Problem description: Count the lines of the records below that contain the string "tall", treating case as significant, and give only that number.

Object point labels:
□ □ □ □ □

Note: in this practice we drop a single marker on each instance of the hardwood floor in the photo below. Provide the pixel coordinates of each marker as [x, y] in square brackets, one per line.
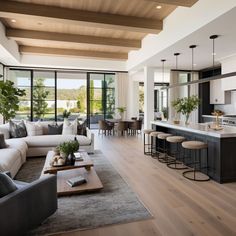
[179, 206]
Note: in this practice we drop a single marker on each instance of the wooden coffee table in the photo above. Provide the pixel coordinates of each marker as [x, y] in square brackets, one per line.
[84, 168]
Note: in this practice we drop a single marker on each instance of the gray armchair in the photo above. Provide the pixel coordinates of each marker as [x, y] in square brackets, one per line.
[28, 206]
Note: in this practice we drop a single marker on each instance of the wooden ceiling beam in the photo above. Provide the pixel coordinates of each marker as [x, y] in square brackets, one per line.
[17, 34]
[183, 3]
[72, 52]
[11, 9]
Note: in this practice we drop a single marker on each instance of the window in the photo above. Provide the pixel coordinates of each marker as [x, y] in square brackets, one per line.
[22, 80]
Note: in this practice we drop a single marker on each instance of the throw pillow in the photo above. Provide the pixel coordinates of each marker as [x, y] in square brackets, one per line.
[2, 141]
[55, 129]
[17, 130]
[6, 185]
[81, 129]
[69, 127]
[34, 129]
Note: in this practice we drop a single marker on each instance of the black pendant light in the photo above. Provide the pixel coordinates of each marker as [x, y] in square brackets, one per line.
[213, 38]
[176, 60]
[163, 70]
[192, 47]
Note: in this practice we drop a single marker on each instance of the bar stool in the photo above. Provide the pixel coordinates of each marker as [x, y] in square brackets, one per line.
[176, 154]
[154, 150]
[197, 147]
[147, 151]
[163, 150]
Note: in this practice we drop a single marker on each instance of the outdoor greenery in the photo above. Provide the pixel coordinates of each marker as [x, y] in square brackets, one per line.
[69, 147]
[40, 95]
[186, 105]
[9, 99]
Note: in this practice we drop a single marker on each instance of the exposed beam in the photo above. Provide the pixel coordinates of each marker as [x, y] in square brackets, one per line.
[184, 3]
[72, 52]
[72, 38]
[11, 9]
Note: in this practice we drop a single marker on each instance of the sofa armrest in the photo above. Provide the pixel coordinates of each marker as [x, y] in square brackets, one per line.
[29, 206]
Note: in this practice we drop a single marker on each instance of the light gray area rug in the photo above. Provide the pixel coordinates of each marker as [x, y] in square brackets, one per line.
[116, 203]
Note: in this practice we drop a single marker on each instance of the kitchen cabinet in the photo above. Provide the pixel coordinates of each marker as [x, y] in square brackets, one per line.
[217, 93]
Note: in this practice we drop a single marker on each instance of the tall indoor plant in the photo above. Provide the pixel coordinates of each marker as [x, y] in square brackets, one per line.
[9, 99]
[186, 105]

□ □ □ □ □

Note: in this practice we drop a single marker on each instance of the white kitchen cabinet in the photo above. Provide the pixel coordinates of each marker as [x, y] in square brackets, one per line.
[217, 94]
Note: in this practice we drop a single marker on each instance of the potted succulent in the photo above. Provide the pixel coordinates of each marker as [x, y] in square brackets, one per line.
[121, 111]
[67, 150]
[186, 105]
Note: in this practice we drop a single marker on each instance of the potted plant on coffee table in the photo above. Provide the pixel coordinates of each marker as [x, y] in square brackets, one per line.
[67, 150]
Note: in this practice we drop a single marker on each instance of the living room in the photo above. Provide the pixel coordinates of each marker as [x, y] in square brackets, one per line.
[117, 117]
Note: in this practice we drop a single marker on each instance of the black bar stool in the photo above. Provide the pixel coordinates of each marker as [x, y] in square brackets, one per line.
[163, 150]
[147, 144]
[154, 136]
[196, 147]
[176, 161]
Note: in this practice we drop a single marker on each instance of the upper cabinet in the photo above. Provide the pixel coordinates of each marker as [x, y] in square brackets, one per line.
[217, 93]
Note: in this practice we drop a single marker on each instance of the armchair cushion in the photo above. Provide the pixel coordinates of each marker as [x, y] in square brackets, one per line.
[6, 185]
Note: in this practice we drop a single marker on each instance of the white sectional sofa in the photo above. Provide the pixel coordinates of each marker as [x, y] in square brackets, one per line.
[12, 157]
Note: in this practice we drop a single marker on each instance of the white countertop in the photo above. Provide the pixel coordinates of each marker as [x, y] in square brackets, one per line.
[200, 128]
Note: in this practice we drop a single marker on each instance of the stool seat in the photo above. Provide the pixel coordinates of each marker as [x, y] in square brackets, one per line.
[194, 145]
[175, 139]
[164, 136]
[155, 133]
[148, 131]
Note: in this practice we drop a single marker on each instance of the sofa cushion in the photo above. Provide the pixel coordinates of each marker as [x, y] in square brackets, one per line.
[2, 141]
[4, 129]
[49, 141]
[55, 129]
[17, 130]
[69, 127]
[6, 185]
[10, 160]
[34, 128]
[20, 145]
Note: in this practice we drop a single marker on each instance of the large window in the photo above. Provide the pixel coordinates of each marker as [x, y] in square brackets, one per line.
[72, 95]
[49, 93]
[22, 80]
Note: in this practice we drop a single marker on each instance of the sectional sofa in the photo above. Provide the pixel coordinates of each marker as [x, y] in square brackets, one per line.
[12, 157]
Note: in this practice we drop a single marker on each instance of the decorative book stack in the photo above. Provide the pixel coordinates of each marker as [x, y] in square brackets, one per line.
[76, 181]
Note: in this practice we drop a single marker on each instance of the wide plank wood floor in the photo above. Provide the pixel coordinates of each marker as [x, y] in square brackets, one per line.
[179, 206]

□ □ □ □ □

Written answer: 1